:: Tasks for this exercise ::
• 1. In the text on the album Twelve Stops and Home, what does the album's title refer to?
• 2. Reproduce the portion of the text on the album Twelve Stops and Home between "Five singles were" and "FIFA 07 soundtrack.", inclusive.
• 3. Go on with the text on the album Twelve Stops and Home, beginning after its final sentence.

:: Extract to read ::
Twelve Stops and Home is the debut studio album by the Feeling, released on 5 June 2006. The album's title refers to the twelve stops on the Piccadilly line of the London Underground from Leicester Square to Bounds Green. Lead singer Dan Gillespie Sells grew up in Bounds Green and lived a short walk from the tube station.

Reception

The album was divisive among music critics. It gained a five-star review from The Observer, but garnered a scathing 1/10 from both Drowned in Sound and Yahoo! Music. On Metacritic, the album has a weighted average score of 58 out of 100 based on 7 reviews, indicating "mixed or average reviews".

Five singles were released from the album, including the top 10 hits, "Sewn", "Fill My Little World" and "Never Be Lonely". "Sewn" was also featured on the FIFA 07 soundtrack.

Chart performance
Twelve Stops and Home placed at number one on the UK Amazon and iTunes charts. It charted in the UK Albums Chart on 11 June 2006 at number 2, below Smile... It Confuses People by Sandi Thom. In its second week, it descended to number 3 following Smile... It Confuses People at number 2, and the second Keane album, Under the Iron Sea.

:: Recorded information ::
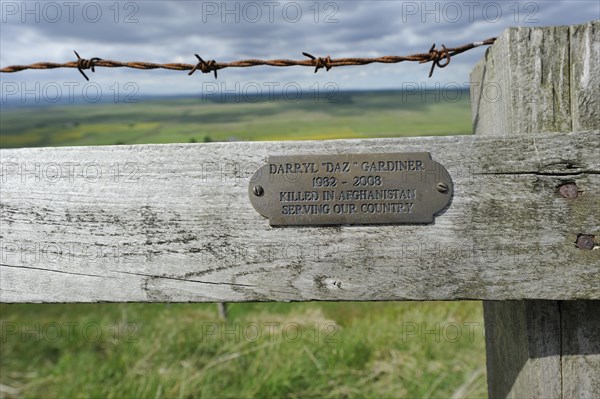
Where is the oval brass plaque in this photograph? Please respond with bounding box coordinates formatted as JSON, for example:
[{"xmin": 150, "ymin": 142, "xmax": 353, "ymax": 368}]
[{"xmin": 248, "ymin": 152, "xmax": 453, "ymax": 226}]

:: Outputs ::
• 1. The twelve stops on the Piccadilly line of the London Underground from Leicester Square to Bounds Green.

• 2.
Five singles were released from the album, including the top 10 hits, "Sewn", "Fill My Little World" and "Never Be Lonely". "Sewn" was also featured on the FIFA 07 soundtrack.

• 3.
In its first week on sale in the UK it sold 43,304 copies and in its second week it sold 39,000 copies. The album has been certified 3× Platinum in the UK, selling almost 900,000 copies and has sold around 1.5 million copies worldwide.

It charted at number 20 on the Top Heatseekers in the United States.

Track listing
All songs were written and produced by the Feeling except where noted.

Personnel 
Source:

Musicians
 Lead vocals, guitar – Dan Gillespie Sells
 Guitar, vocals – Kevin Jeremiah
 Keyboards, vocals – Ciaran Jeremiah
 Bass guitar, vocals – Richard Jones (5)
 Drums – Paul Stewart (4)
 Backing vocals – Sonny Jones (7)

Technical
 Producers – The Feeling
 Co-producer – Andy Green (2, 5, 7)
 Engineers – Andy Green (2, 5, 7, 8), Cenzo Townshend (tracks: 1, 3, 4, 6, 9 to 12)
 Mixers – Chris Potter (1, 3, 4, 6, 9 to 12), Mark "Spike" Stent (2, 5, 7, 8)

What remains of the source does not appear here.